[Opening Excerpt provided section]

Many people—transit boosters, cyclists, planners, environmentalists, safety advocates—look at the end result of all this, and understandably reach the conclusion that cars are the enemy. The overriding policy question, then, becomes: “How do we get people out of their cars?”

In this December 2015 story in The New Republic, for example, Emily Badger quotes Daniel Piatowski, a planning PhD presenting a paper on “carrots and sticks” at the Transportation Research Board conference, saying: “The crucial component that’s missing is that we’re not implementing any policies that disincentivize driving.”

“Get people out of their cars” is a rallying cry and a mission statement that’s guaranteed to provoke a formidable opposition. That’s because most people, correctly, can’t imagine any time soon when they won’t need to use a car for most—even all—of their daily trips. As a practical matter, the fact that for seven or eight decades the entire built environment and most transportation investments have been predicated on car travel means that we can’t quickly move away from auto dependence. For most Americans, driving isn’t attributable to an irrational fondness for cars. In many places, it’s simply impossible to live and work without one.

But there’s good news. The first is that incentives matter. We learned that higher gas prices, for example, had a large and sustained impact on driving behavior. After growing steadily for decades, vehicle miles traveled per person peaked and declined after 2005 (as gas prices shot up). This produced knock-on changes in housing markets, and helped accelerate the move back to cities. And the decline in gas prices since 2014 has triggered more driving. This shows that more intentional kinds of pricing schemes, like congestion pricing or parking pricing, could have similar effects.

The second point is that small changes matter. Even slight reductions in car use and car ownership will pay big dividends. Traffic congestion is subject to non-linear effects: small reductions in traffic volumes produce big reductions in traffic congestion. Travel monitoring firm Inrix reported that, in 2008, the 3 percent decline in vehicle miles traveled led to a 30 percent decline in traffic congestion. As driving declined, so too, did crashes and traffic deaths as well as carbon emissions.

Moralizing about mode choice is a recipe for policy gridlock.

Bitter and acrimonious flamewars between people who are convinced that one side or the other is trying to run us off the road will surely be unproductive. I agree with most of the policies advocates like Piatowski want, including the “sticks” like parking and congestion fees—but not the way they’re being described.

[Closing Excerpt provided section]
[Opening Data provided section]

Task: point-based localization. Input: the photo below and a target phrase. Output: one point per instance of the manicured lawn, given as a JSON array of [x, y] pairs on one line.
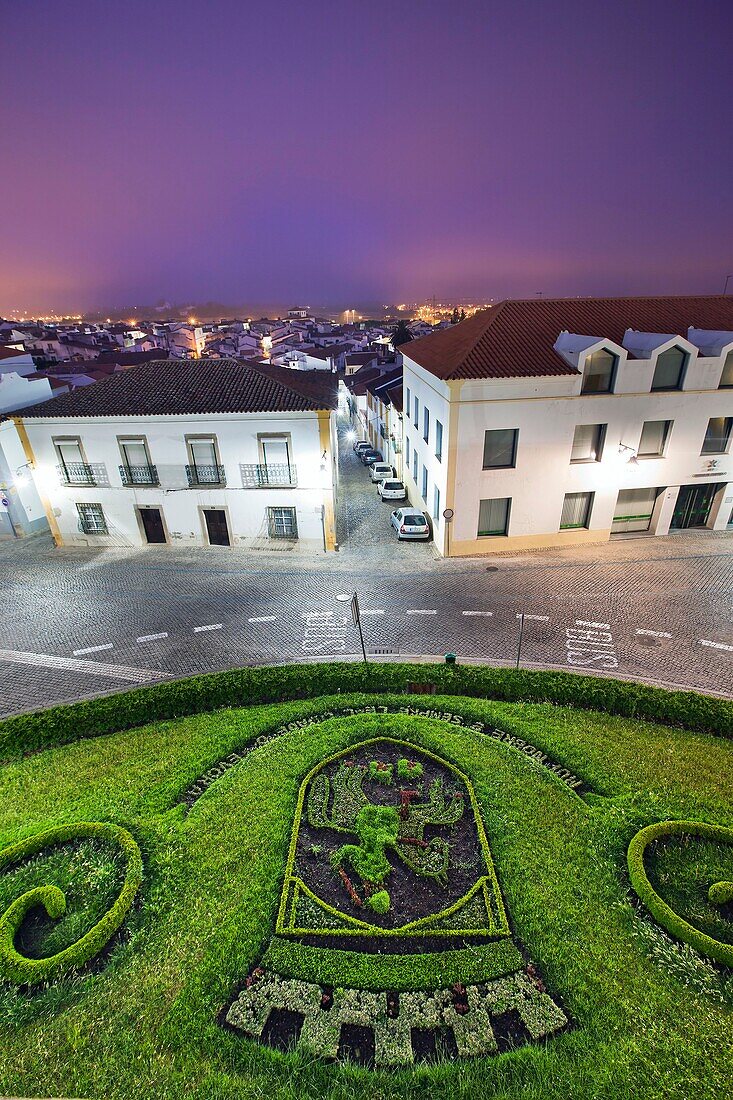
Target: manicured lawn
[[649, 1019]]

[Closing Data provided section]

## Task to carry out
Please list every group of people that the passage on driving names as concluding that cars are the enemy. The material is separate from the passage on driving.

## Completed exercise
- transit boosters
- cyclists
- planners
- environmentalists
- safety advocates